• PROBLEM DETAILS:
Retype, without changes or pictures, only the lines that begin at the one containing "on the rifle" and end at the last line of the records that follow.

• EXTRACTED ENTRIES:

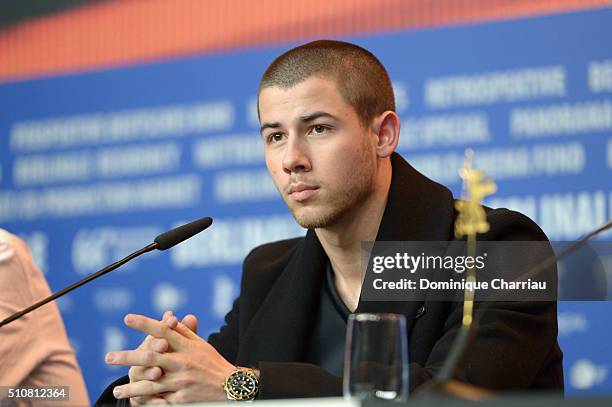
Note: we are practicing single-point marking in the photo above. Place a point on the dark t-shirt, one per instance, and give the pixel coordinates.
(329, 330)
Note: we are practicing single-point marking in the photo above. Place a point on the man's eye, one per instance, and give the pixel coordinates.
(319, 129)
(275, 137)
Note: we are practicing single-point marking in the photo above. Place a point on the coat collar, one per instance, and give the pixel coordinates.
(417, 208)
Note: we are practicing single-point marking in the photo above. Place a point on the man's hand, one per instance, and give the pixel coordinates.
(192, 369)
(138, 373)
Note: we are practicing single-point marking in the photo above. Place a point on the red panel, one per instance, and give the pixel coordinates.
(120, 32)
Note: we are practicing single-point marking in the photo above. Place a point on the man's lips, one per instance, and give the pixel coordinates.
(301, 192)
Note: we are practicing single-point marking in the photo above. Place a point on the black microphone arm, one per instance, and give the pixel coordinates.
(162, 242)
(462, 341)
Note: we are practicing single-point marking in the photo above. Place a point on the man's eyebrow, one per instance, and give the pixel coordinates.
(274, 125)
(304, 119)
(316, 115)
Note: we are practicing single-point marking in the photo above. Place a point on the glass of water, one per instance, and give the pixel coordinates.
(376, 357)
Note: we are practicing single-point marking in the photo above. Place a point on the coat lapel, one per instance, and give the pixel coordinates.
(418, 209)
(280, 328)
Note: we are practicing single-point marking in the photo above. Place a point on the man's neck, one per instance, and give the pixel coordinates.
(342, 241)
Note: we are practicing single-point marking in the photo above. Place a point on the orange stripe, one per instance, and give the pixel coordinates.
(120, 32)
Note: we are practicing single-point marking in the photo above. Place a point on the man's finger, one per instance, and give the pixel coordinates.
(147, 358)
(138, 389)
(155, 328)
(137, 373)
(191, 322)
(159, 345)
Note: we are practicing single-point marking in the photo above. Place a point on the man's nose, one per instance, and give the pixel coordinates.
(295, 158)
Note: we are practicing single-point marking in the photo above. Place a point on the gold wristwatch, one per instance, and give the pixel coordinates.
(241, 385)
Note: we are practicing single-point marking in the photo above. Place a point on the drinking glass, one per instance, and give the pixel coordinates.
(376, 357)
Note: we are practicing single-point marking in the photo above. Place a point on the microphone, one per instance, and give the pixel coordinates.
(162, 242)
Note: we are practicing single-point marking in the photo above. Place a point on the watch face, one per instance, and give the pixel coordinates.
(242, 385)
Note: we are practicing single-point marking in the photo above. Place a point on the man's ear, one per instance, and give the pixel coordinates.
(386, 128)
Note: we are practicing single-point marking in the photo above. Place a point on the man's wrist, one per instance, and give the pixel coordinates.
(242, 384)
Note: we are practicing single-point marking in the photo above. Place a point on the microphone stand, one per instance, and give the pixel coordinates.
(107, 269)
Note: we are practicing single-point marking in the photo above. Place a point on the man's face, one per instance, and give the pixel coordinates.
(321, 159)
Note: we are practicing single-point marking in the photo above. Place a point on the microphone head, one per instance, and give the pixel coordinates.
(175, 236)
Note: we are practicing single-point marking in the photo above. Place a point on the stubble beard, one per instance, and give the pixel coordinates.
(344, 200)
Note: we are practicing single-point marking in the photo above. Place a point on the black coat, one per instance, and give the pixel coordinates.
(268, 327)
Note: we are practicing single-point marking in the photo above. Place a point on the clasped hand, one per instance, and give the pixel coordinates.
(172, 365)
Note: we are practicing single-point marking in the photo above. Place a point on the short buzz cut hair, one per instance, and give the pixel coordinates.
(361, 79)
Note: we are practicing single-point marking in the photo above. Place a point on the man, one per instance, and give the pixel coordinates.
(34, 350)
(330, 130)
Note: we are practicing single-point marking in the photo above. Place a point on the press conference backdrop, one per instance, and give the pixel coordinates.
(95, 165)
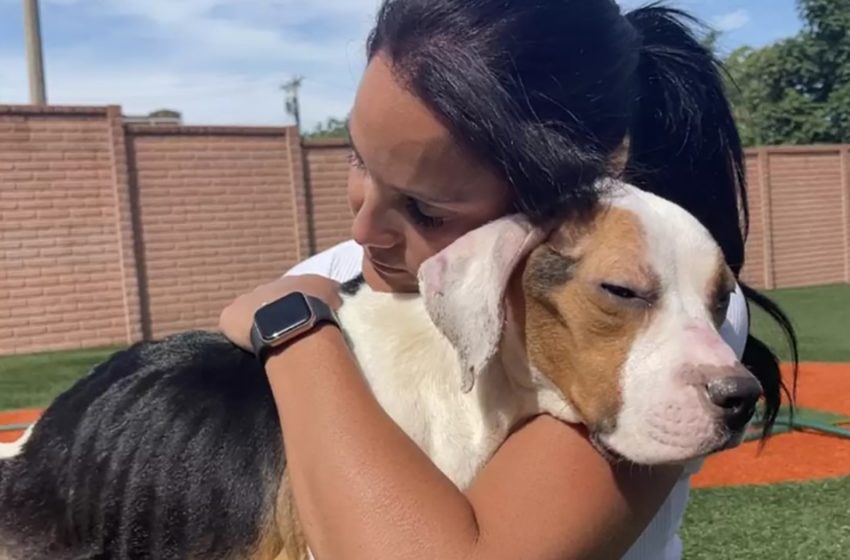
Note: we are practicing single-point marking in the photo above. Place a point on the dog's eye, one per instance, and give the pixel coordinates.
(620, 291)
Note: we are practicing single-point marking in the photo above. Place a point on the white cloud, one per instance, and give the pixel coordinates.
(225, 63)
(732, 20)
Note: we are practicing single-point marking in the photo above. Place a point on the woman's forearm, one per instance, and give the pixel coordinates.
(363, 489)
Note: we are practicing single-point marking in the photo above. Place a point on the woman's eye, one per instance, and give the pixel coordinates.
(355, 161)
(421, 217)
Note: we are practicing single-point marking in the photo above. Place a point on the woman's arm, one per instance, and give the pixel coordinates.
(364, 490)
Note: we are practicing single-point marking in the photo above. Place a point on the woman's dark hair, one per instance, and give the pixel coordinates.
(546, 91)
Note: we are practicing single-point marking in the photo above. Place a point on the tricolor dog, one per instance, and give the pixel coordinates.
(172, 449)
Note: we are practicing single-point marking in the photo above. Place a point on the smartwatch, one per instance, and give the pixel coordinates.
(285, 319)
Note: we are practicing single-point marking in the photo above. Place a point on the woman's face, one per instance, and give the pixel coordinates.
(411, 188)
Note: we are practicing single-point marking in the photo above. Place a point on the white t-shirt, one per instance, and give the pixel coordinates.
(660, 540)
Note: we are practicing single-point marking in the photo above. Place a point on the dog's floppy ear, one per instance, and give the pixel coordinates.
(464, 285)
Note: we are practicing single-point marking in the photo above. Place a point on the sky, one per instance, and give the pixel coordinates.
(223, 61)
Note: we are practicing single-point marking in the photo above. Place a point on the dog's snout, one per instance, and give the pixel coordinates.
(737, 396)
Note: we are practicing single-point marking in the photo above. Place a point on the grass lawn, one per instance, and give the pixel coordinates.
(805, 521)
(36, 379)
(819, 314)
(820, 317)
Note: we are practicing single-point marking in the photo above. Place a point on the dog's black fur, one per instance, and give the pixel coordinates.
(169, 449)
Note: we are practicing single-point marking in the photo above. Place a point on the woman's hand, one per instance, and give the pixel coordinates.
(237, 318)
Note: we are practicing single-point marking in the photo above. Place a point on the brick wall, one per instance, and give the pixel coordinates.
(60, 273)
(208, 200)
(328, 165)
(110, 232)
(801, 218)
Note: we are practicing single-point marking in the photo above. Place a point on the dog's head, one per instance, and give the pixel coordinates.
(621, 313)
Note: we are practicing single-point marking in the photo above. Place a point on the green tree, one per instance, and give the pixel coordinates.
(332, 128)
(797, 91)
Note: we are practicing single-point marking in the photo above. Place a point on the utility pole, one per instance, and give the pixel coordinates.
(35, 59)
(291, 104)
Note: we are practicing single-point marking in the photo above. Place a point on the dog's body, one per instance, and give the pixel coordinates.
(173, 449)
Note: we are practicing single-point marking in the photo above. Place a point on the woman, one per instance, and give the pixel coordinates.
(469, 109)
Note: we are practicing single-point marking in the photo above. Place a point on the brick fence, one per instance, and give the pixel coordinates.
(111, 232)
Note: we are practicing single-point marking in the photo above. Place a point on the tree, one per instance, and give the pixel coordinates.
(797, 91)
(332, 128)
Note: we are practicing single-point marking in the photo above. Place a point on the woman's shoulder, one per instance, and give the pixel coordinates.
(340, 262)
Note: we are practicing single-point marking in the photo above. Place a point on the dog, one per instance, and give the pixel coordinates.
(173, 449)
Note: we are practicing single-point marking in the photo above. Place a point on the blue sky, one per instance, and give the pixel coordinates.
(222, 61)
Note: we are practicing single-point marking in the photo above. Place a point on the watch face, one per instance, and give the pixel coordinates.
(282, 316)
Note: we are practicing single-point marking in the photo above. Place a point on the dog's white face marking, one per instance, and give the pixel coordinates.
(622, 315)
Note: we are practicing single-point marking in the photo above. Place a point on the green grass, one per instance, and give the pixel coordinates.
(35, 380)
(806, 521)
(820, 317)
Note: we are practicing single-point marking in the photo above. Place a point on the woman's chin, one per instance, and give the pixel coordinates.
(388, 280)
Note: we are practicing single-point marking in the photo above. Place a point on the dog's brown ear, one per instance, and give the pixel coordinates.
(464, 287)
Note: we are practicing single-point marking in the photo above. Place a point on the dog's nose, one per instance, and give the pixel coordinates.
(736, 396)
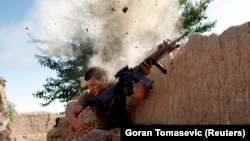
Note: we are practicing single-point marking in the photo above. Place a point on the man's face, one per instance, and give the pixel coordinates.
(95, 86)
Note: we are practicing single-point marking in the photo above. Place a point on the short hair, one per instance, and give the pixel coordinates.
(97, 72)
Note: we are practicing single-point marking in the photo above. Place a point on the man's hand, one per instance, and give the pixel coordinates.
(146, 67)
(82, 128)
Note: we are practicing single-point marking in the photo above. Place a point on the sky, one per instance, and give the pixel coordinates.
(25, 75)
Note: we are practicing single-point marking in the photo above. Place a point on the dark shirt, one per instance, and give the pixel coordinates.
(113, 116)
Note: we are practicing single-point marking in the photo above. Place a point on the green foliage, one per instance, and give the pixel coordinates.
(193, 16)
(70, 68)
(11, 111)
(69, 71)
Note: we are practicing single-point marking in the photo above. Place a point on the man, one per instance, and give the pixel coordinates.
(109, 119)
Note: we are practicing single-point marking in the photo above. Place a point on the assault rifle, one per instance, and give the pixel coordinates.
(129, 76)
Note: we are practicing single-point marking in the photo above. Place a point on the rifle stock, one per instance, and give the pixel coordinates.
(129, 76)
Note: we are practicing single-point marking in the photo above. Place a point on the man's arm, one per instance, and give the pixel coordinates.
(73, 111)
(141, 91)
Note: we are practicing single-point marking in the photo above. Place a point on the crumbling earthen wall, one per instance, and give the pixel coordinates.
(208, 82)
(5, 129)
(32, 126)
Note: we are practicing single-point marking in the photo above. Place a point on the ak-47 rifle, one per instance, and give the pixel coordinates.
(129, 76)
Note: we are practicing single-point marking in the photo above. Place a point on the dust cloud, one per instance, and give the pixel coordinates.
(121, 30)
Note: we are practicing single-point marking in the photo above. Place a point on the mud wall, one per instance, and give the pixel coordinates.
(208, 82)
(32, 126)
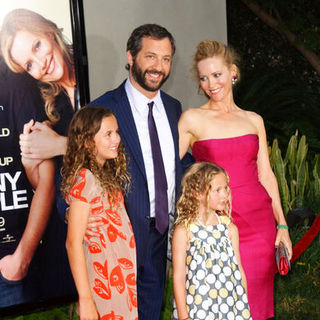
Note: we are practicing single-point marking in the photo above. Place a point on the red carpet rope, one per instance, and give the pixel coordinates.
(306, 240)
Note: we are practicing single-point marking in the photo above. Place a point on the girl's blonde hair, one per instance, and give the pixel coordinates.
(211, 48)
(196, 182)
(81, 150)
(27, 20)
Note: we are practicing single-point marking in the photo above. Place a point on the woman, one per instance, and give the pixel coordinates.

• SOLUTION:
Note: we are practicing single-point marking in the photo above. Place a point on the rifle stock, one per instance, and give the pixel coordinates.
(129, 76)
Note: we are practicing single-point marking in the photo above. Place a point on the man's arm, one per instance, and give the pixel coordinates.
(73, 111)
(141, 91)
Note: we are practicing single-point marking in the photo above. Place a point on the crumbling earthen wall, one per instance, and give the pixel coordinates.
(208, 82)
(5, 129)
(32, 126)
Note: we are practicing single-point marking in the photo above. Place a point on the ak-47 rifle, one per instance, and give the pixel coordinates.
(129, 76)
Note: we are practicing single-point marking in the photo above. Place a point on the dust cloud, one per instance, and give the pixel coordinates.
(121, 30)
Note: we are practicing single-point marking in the photo above. Place a point on the mud wall, one per instance, and give the pixel coordinates.
(208, 82)
(32, 126)
Note: we are practicing single-point marking in the photo above. Place a point on the red carpet rope, one per instance, and give the pixel coordinates.
(306, 240)
Note: we are practicing single-point marking in the photo above. Place a point on the girl's blonde hair, one per instance, and give the pixel coordinates.
(211, 48)
(196, 182)
(81, 150)
(27, 20)
Note: we are practicing single-point marking in the photo above. Place a point on the woman, one per instance, and give the pixel coordinates.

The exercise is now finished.